* start PROVIDED MATERIAL *

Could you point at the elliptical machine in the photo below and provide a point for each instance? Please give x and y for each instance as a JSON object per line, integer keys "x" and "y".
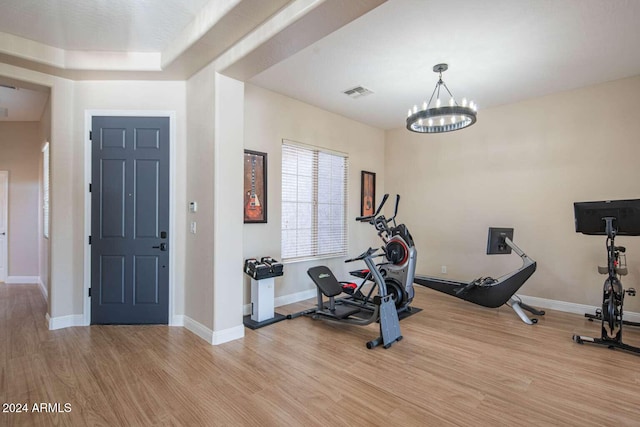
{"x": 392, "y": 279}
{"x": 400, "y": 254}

* end PROVIDED MATERIAL *
* start PROVIDED MATERIAL *

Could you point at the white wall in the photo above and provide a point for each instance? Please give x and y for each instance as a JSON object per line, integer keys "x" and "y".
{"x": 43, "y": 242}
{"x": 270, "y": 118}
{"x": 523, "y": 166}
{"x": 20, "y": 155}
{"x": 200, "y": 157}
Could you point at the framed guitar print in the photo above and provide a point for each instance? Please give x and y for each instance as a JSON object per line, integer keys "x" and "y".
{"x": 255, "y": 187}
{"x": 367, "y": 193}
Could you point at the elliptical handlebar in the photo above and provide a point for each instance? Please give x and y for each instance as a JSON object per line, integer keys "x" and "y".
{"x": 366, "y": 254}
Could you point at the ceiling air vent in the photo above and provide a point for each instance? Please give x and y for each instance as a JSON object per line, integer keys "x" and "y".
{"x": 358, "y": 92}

* end PROVIDED MATERIAL *

EXERCISE DETAILS => Please list every line of the rows above that contains the word "elliptical", copying each one in full. Matches must have the same case.

ANSWER IN FULL =>
Could you point at the elliptical machine in the photo below and provide a point for each instance? Please give x and y for each instance as a JSON object per line, integer keys "x" and "y".
Could you point at the elliptical handlebar in the photo above and provide a point for each instance? Please give x and y for each instance as a JSON object per line, integer keys "x" and "y".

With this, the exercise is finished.